**ASSIGNMENT:**
Give back exactly the lines from the one that holds "Target: yellow plastic tray" through the final line of the data; omit the pictures and add nothing.

* * * * *

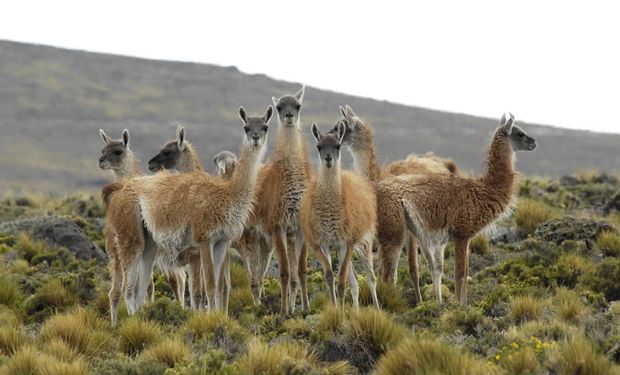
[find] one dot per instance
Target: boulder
(57, 232)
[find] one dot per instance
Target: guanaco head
(115, 154)
(356, 131)
(256, 127)
(519, 140)
(226, 163)
(329, 144)
(171, 154)
(288, 107)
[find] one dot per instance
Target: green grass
(535, 307)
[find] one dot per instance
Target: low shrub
(609, 243)
(12, 338)
(526, 308)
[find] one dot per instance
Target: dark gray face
(225, 162)
(167, 158)
(256, 127)
(350, 120)
(519, 140)
(329, 145)
(114, 152)
(288, 107)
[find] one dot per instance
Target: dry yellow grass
(531, 213)
(169, 351)
(429, 357)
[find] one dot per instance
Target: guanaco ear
(181, 137)
(342, 129)
(300, 94)
(268, 114)
(105, 137)
(350, 113)
(507, 122)
(243, 115)
(125, 138)
(316, 132)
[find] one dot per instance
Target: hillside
(52, 101)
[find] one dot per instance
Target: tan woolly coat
(345, 212)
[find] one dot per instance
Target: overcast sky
(550, 62)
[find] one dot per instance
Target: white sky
(551, 62)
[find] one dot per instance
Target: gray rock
(569, 181)
(57, 232)
(505, 235)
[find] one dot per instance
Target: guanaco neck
(189, 161)
(128, 169)
(290, 145)
(243, 182)
(364, 154)
(500, 175)
(330, 179)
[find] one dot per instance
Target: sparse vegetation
(544, 304)
(530, 214)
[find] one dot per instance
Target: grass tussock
(569, 306)
(29, 361)
(374, 330)
(526, 308)
(10, 293)
(29, 248)
(531, 213)
(390, 296)
(523, 362)
(331, 320)
(80, 329)
(136, 334)
(205, 324)
(12, 338)
(609, 243)
(285, 358)
(429, 357)
(578, 356)
(169, 352)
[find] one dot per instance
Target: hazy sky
(552, 62)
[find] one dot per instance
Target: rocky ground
(543, 291)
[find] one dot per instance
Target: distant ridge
(53, 101)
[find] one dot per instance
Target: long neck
(364, 154)
(330, 178)
(189, 161)
(290, 144)
(128, 169)
(500, 173)
(243, 181)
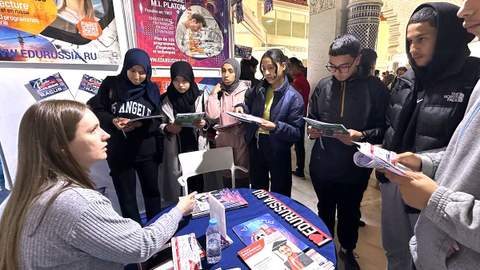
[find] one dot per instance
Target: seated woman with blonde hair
(54, 218)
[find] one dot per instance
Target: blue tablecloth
(255, 208)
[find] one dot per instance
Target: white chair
(205, 161)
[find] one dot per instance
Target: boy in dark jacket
(427, 104)
(359, 103)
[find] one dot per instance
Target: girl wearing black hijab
(183, 96)
(133, 146)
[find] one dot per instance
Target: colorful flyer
(89, 84)
(257, 228)
(173, 30)
(49, 86)
(59, 32)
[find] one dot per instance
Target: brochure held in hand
(327, 129)
(247, 118)
(187, 119)
(231, 199)
(371, 156)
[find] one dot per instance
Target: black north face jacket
(428, 103)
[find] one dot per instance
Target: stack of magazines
(230, 198)
(271, 246)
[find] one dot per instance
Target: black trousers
(263, 161)
(300, 152)
(124, 180)
(342, 198)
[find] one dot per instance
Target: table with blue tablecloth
(256, 208)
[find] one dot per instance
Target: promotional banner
(58, 31)
(173, 30)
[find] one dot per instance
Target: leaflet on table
(217, 211)
(371, 156)
(248, 118)
(187, 119)
(328, 129)
(186, 252)
(231, 199)
(146, 117)
(257, 228)
(274, 251)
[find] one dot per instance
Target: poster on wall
(189, 30)
(59, 32)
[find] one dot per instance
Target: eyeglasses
(343, 68)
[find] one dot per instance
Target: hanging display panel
(59, 32)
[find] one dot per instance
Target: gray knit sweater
(81, 230)
(447, 234)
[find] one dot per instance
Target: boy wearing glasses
(427, 104)
(358, 102)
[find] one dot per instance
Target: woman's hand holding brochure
(370, 156)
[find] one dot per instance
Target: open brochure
(230, 198)
(257, 228)
(187, 119)
(145, 118)
(274, 251)
(371, 156)
(328, 129)
(186, 252)
(247, 118)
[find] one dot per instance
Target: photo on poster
(189, 30)
(198, 34)
(60, 32)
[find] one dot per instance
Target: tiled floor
(369, 248)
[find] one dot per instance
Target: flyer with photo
(276, 252)
(259, 227)
(187, 119)
(49, 86)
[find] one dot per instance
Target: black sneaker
(349, 260)
(298, 173)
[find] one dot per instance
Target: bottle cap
(212, 221)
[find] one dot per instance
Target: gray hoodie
(447, 234)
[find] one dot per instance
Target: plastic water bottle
(214, 242)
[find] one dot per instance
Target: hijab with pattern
(139, 57)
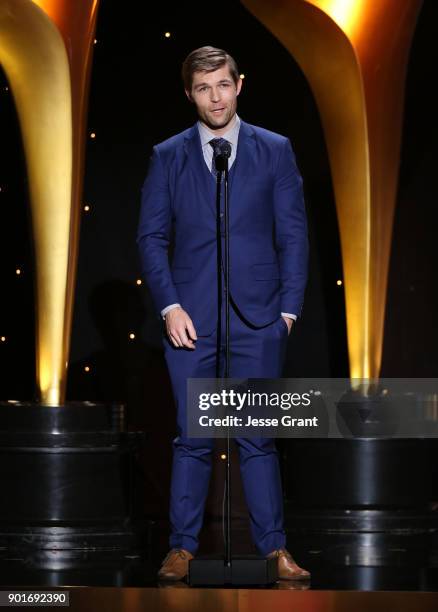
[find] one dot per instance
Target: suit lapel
(244, 167)
(197, 165)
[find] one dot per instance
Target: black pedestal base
(68, 478)
(244, 570)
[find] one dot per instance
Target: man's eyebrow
(208, 84)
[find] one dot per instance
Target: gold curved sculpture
(354, 55)
(49, 87)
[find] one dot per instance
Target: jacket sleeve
(153, 234)
(290, 231)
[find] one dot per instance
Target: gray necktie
(216, 144)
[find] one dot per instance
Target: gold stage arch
(46, 50)
(354, 54)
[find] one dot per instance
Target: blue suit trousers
(256, 352)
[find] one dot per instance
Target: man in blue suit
(268, 269)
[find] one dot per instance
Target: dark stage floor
(368, 571)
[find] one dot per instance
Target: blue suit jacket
(268, 229)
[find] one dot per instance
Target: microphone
(222, 152)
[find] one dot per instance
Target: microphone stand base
(244, 570)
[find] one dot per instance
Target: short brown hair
(207, 59)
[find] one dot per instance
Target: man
(268, 263)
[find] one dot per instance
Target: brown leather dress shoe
(287, 568)
(175, 564)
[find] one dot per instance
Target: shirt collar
(231, 135)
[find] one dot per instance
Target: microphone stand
(248, 570)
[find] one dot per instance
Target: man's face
(215, 96)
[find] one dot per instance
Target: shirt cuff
(170, 307)
(289, 315)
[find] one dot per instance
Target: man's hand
(180, 328)
(289, 323)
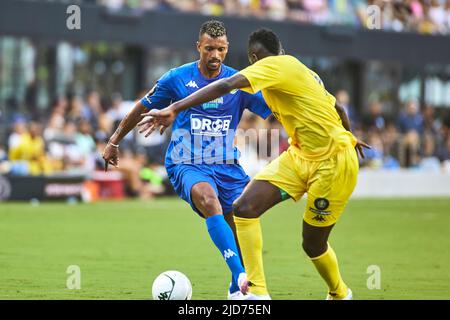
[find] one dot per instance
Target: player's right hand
(360, 145)
(157, 119)
(111, 155)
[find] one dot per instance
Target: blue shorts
(227, 180)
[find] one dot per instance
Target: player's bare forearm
(344, 117)
(211, 92)
(128, 123)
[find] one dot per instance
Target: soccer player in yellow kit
(321, 160)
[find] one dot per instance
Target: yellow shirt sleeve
(261, 75)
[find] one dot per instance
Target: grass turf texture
(122, 246)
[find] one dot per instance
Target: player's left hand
(157, 119)
(360, 145)
(110, 155)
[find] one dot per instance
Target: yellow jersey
(299, 100)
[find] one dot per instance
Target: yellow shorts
(329, 184)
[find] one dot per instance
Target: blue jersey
(203, 134)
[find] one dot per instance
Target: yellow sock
(327, 265)
(250, 241)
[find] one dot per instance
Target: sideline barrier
(402, 184)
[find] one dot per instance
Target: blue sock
(222, 236)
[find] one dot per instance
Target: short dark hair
(267, 38)
(213, 28)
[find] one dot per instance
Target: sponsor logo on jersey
(209, 125)
(214, 104)
(320, 204)
(192, 84)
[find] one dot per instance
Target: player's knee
(245, 209)
(313, 249)
(209, 203)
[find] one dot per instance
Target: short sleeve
(261, 75)
(162, 95)
(256, 104)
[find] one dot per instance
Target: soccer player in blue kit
(201, 159)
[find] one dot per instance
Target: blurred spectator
(28, 153)
(375, 118)
(343, 99)
(410, 119)
(443, 153)
(429, 160)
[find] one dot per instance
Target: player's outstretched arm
(111, 151)
(161, 119)
(360, 145)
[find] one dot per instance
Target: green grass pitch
(122, 246)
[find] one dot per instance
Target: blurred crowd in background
(68, 134)
(424, 16)
(72, 138)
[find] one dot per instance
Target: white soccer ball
(172, 285)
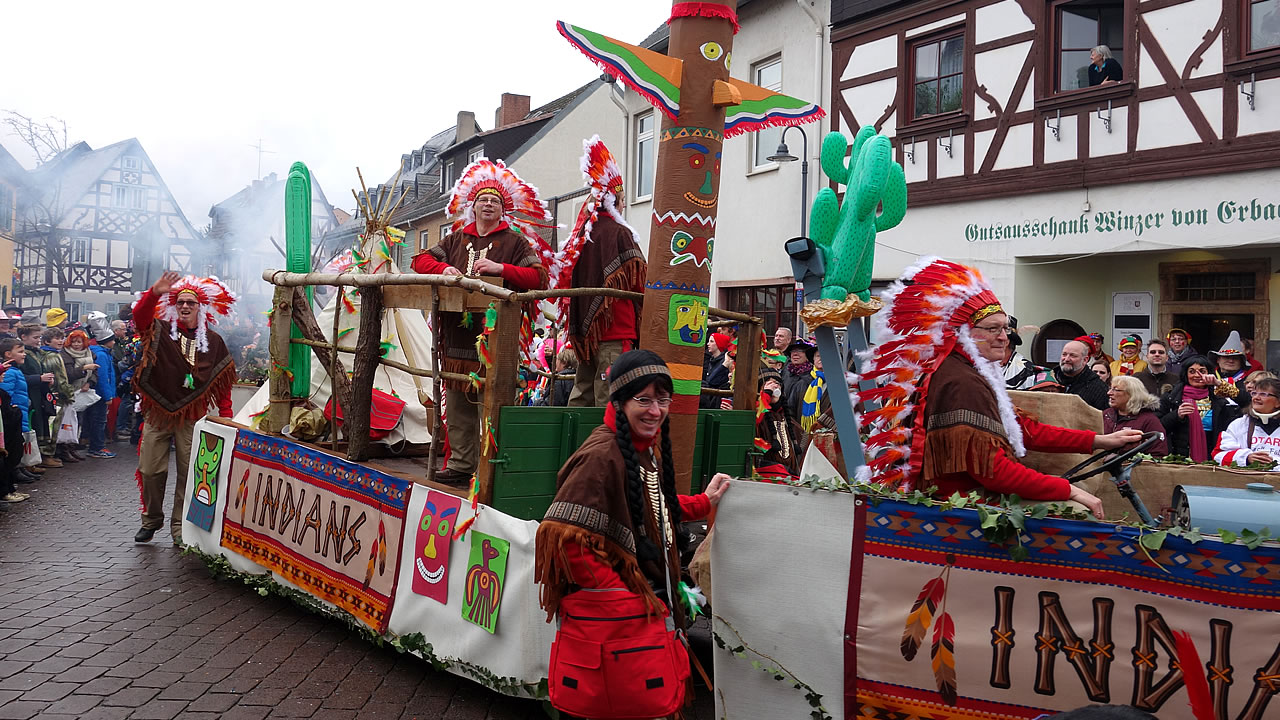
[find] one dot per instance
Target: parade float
(832, 597)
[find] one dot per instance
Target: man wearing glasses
(1253, 438)
(184, 368)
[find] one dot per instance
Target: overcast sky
(334, 85)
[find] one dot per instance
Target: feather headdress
(928, 311)
(604, 188)
(214, 299)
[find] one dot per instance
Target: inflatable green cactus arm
(846, 232)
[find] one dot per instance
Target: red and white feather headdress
(928, 313)
(214, 299)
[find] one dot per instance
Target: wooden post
(368, 351)
(499, 387)
(310, 327)
(278, 382)
(746, 370)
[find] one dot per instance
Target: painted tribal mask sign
(432, 545)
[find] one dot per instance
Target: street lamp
(784, 155)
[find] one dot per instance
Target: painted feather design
(920, 616)
(1197, 684)
(942, 652)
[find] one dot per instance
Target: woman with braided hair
(616, 505)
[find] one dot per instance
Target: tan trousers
(589, 384)
(464, 428)
(154, 466)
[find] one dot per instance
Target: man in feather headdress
(947, 420)
(184, 368)
(602, 251)
(488, 238)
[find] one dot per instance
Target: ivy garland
(412, 642)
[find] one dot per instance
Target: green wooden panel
(536, 441)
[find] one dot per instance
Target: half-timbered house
(1128, 206)
(95, 226)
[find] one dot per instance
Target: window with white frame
(767, 74)
(647, 156)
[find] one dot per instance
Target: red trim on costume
(704, 10)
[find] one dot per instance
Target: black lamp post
(784, 155)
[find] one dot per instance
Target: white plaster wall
(1162, 123)
(933, 26)
(869, 58)
(868, 101)
(1065, 147)
(1016, 151)
(760, 210)
(1266, 114)
(1000, 19)
(997, 69)
(1180, 28)
(1211, 104)
(950, 165)
(1109, 144)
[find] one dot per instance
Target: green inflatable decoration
(297, 247)
(846, 232)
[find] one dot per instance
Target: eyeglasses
(647, 402)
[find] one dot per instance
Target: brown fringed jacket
(163, 368)
(586, 540)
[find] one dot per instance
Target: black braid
(668, 488)
(645, 548)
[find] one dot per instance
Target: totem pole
(297, 247)
(702, 105)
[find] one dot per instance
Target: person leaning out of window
(1104, 69)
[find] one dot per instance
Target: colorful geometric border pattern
(682, 132)
(1208, 572)
(379, 487)
(680, 287)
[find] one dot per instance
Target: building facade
(1127, 204)
(96, 226)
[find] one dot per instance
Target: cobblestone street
(95, 627)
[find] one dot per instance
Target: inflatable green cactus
(846, 232)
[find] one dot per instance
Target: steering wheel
(1112, 460)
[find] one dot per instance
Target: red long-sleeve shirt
(144, 319)
(1010, 477)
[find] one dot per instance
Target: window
(1264, 24)
(937, 76)
(767, 74)
(1082, 26)
(1215, 287)
(775, 304)
(5, 208)
(647, 156)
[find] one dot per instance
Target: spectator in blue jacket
(95, 418)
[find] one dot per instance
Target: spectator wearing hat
(714, 372)
(1130, 361)
(1075, 376)
(1156, 377)
(1229, 374)
(55, 317)
(777, 434)
(1019, 372)
(1179, 350)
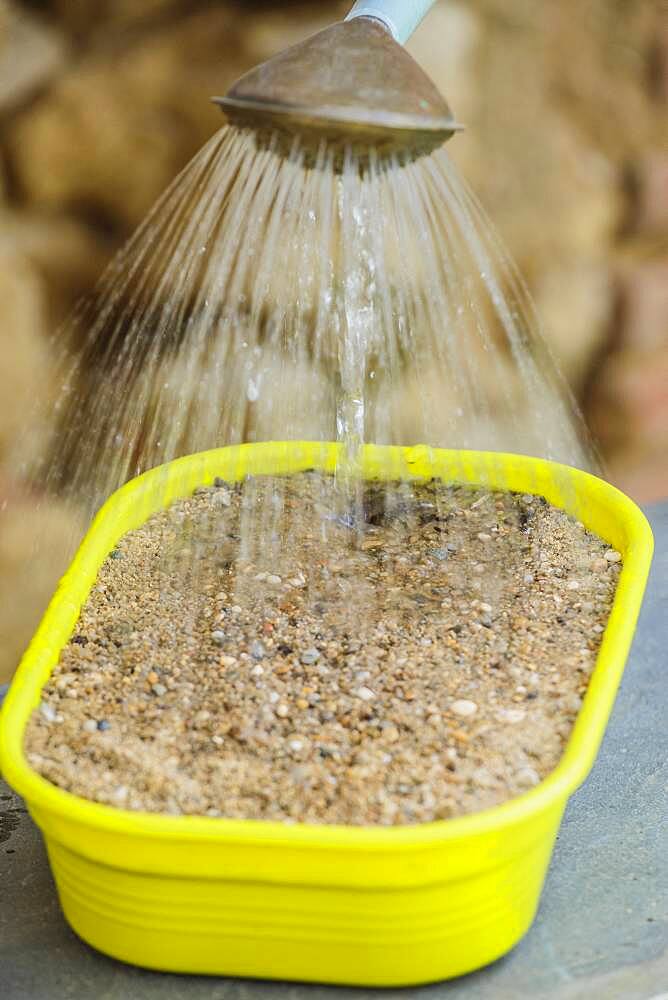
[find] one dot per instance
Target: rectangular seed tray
(350, 905)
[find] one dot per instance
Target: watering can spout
(352, 83)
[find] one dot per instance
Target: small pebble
(365, 694)
(464, 708)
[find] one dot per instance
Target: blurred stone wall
(566, 107)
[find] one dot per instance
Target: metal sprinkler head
(349, 84)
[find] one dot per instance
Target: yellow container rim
(601, 507)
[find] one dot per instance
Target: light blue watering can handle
(401, 16)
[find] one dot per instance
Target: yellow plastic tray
(354, 905)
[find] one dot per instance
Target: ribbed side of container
(309, 933)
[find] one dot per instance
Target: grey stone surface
(602, 928)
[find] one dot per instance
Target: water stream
(276, 295)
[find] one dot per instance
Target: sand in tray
(424, 662)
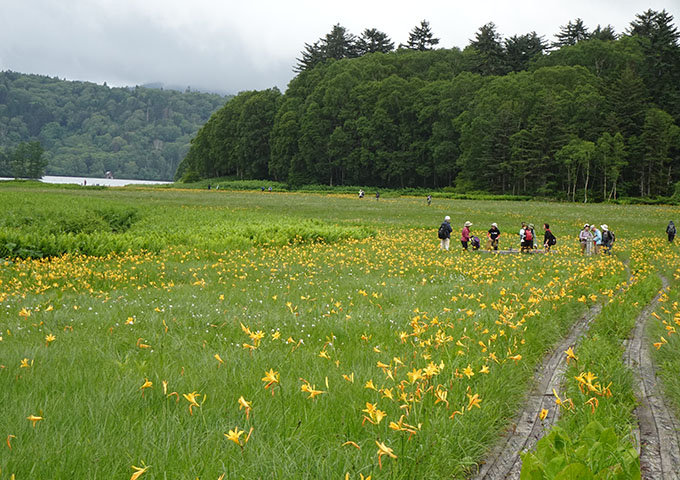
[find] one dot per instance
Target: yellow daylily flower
(34, 418)
(139, 471)
(384, 450)
(191, 398)
(242, 403)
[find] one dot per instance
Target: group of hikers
(593, 240)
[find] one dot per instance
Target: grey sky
(231, 46)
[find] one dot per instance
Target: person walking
(465, 235)
(522, 231)
(608, 239)
(444, 233)
(670, 231)
(494, 234)
(548, 238)
(597, 239)
(586, 240)
(533, 236)
(527, 236)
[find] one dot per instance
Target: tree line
(88, 129)
(593, 115)
(27, 160)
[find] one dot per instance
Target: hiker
(465, 235)
(526, 237)
(608, 239)
(586, 239)
(533, 236)
(548, 238)
(493, 235)
(597, 239)
(444, 233)
(670, 231)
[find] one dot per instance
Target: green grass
(368, 271)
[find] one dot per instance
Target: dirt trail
(658, 428)
(504, 461)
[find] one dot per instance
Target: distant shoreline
(93, 182)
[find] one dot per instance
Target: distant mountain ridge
(188, 88)
(88, 129)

* * * * *

**WRITTEN ANSWER:**
Target: yellow plastic tray
(354, 905)
[find] one dot per instance
Target: ribbed side of container
(309, 933)
[find] one dot per instance
Target: grey stone surface
(602, 928)
[find] one dot per instance
Target: water stream
(276, 295)
[find] one dot per instance
Target: sand in tray
(424, 662)
[find] one dot per instance
Target: yellow daylily flower
(34, 418)
(139, 471)
(384, 450)
(191, 398)
(242, 403)
[find] one dot per instance
Target: group of hikers
(593, 240)
[find] one dot per instance
Target: grey sky
(231, 46)
[find] one dot per instance
Target: person walking
(465, 235)
(522, 231)
(608, 239)
(444, 233)
(670, 231)
(494, 234)
(548, 238)
(597, 239)
(586, 240)
(533, 236)
(527, 236)
[find] one dot per instance
Target: tree line
(88, 129)
(593, 115)
(27, 160)
[find] one dot per instance
Target: hiker
(465, 235)
(526, 237)
(608, 239)
(586, 239)
(533, 236)
(548, 238)
(493, 235)
(597, 239)
(444, 233)
(670, 231)
[find] one dot per instance
Target: green grass
(368, 271)
[find] one dot per instance
Target: dirt trail
(658, 428)
(504, 461)
[find] one dot per instance
Target: distant shoreline
(93, 182)
[find] one dot per instance
Target: distant mountain ridge
(188, 88)
(88, 129)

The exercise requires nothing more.